**WHAT YOU SHOULD DO**
Every record shown below is to be output exactly.

**RECORDS FOR THIS TASK**
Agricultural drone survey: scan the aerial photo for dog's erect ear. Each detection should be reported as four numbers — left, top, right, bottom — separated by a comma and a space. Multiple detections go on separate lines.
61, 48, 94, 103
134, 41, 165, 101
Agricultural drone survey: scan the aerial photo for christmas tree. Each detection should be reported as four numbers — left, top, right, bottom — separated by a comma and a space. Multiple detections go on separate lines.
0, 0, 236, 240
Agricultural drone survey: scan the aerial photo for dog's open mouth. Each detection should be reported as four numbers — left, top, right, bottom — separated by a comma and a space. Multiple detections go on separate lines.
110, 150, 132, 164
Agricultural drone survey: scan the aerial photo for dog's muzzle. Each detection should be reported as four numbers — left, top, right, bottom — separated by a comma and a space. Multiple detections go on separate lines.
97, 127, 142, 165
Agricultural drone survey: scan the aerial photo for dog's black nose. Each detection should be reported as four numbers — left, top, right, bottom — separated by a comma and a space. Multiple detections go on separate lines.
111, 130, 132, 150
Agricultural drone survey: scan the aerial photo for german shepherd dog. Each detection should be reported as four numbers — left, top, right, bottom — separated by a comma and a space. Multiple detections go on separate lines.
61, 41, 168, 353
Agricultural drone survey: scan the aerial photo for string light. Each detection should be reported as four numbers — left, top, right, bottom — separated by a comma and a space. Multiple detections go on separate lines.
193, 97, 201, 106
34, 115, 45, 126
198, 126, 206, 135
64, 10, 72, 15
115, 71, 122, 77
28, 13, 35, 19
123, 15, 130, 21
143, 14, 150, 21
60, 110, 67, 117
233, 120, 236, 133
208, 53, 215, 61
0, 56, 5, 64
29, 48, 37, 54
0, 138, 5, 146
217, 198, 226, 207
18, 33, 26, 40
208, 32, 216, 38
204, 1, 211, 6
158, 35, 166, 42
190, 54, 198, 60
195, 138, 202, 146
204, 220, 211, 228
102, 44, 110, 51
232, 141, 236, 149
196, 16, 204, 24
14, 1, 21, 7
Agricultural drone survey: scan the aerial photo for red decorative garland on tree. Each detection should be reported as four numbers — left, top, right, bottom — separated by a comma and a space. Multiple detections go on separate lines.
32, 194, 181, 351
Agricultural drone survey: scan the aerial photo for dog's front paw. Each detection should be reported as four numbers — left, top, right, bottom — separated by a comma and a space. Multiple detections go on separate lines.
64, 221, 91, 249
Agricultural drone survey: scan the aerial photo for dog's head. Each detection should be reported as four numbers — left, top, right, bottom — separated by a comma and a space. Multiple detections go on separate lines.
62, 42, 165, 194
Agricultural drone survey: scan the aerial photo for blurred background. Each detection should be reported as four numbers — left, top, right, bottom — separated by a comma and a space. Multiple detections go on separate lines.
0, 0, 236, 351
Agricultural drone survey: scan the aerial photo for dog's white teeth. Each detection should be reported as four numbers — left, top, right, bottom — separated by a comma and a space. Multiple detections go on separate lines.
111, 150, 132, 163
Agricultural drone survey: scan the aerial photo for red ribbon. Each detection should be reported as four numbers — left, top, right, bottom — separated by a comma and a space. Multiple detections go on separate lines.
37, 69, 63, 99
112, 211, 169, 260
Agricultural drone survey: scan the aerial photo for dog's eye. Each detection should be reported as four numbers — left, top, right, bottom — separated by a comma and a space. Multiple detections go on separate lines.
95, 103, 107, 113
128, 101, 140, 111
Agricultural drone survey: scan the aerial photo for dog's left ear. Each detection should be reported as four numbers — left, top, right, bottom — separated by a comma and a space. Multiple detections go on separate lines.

**YOUR SOLUTION**
Agricultural drone survey: scan the aerial photo for dog's erect ear. Each detection should be reported as four numbers — left, top, right, bottom — separated by a comma and a space. Multiple detections go on separate lines.
61, 48, 94, 103
134, 41, 165, 101
Agricultural drone survey: scan the aerial photo for christmas tree. Each detection should be reported as four numbers — left, top, right, bottom — separated by a comma and a space. Multiple detections go on separate lines.
0, 0, 236, 240
Agricultural drone survey: scan the aerial photo for dog's open mouth. Each detection should be reported as four numbers — left, top, right, bottom — separated by a comma and a space. Multiple detections go on separate lines.
110, 150, 132, 164
Agricultural drone survey: scan the aerial photo for dog's muzzle. Each detection should be reported as four numbers — left, top, right, bottom — separated by a comma and a space. Multiple detections go on separate lines.
97, 127, 142, 165
Agricultural drone survey: scan the aerial photo for dog's black nose. Each detection should be reported as four numbers — left, top, right, bottom — separated by a comma and a space. Multiple detections go on separate lines.
111, 130, 132, 150
Agricultural drone survey: scan the aerial photo for german shepherd dog. Each detection should be reported as four numbers — left, top, right, bottom — separated by a comma and a space. Multiple detections go on separate lines.
61, 41, 168, 353
Agricultural drone survey: scan the aerial photo for string light. Each detection should be reported as four numbers — left, top, right, bottom — separated by a comma and a space. Multiple detections go on separate lines.
193, 97, 201, 106
34, 115, 45, 126
198, 126, 206, 135
64, 10, 72, 15
115, 71, 122, 77
28, 13, 35, 19
123, 15, 130, 21
143, 14, 150, 21
60, 110, 67, 117
233, 120, 236, 133
208, 53, 215, 61
0, 56, 5, 64
29, 48, 37, 54
0, 138, 5, 146
217, 198, 226, 207
18, 33, 26, 40
208, 32, 216, 38
204, 1, 211, 6
158, 35, 166, 42
190, 54, 198, 60
195, 138, 202, 146
204, 220, 211, 228
102, 44, 110, 51
232, 141, 236, 149
196, 16, 204, 24
14, 1, 21, 7
Agricultural drone survey: scan the aerial photo for red decorative garland on tree. Each detection should be reported as four numbers — left, top, right, bottom — separated by a comma and a space. Multiple detections go on separate lines.
32, 194, 181, 351
Agricultural drone survey: scan the aerial photo for dog's front paw. Each detection should be reported as four numbers — left, top, right, bottom — separated by a comma and a space. Multiple detections go on separate lines.
64, 221, 91, 249
Agricultural drone survey: scan the aerial photo for dog's head. Each detection should be reported as four numbers — left, top, right, bottom — separated by a comma and a space. Multiple detections go on separate lines.
62, 42, 165, 194
Agricultural drone survey: scan the aerial photo for blurred background. Each detection should be reported as four numbers — left, top, right, bottom — separated by a comma and a space. Multiple detections go on separate lines.
0, 0, 236, 351
Agricultural drone survey: scan the aerial photo for dog's white teeth. Each detection should be reported as four numbers — left, top, right, bottom — separated by a comma and a space. Multiple detections go on separate lines.
111, 150, 132, 163
Agricultural drone survey: scan the aerial photo for red ribbon. Each detection should be reported as four numbers — left, top, right, bottom — separated by a comma and a space. Multiple detections go on separate lines.
37, 69, 63, 99
112, 211, 169, 260
Agricultural drone survey: scan the aerial photo for dog's eye. Each detection should be reported as four numbers — left, top, right, bottom — separated by a comma and a space. Multiple detections go on separate lines.
95, 103, 107, 113
128, 101, 140, 111
Agricultural drone survey: scan the aerial photo for dog's left ear. Each detection should be reported as four numbers — left, top, right, bottom — separated by a comma and a space. Multiple detections go on separate lines.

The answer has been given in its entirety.